▼▼▼

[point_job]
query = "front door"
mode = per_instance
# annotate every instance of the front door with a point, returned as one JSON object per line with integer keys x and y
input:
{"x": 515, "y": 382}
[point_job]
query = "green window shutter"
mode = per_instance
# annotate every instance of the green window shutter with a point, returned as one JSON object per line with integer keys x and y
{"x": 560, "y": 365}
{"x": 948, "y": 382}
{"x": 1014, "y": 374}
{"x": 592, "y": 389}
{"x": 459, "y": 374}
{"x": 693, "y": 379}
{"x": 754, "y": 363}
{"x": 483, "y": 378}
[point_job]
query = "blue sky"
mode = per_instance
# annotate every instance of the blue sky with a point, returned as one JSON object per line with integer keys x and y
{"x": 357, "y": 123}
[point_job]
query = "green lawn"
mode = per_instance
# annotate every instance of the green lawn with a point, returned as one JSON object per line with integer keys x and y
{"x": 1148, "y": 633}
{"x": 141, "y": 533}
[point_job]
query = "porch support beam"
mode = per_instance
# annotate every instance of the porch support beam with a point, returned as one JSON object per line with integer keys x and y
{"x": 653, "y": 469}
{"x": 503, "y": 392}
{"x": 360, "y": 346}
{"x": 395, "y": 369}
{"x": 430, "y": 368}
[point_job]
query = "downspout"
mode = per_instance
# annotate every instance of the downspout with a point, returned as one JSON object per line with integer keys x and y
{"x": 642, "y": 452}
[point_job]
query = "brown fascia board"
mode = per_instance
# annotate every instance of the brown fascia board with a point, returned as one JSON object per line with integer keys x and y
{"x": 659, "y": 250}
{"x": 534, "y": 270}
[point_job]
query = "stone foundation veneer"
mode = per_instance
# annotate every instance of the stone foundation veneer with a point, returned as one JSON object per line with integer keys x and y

▲▲▲

* [Task goal] Extract each line holding the word "foundation" from the records.

* [Result below]
query = "stone foundation veneer"
# annotate every instance of the stone foundation veneer with a point, returned as one JSON object per line with integer keys x and y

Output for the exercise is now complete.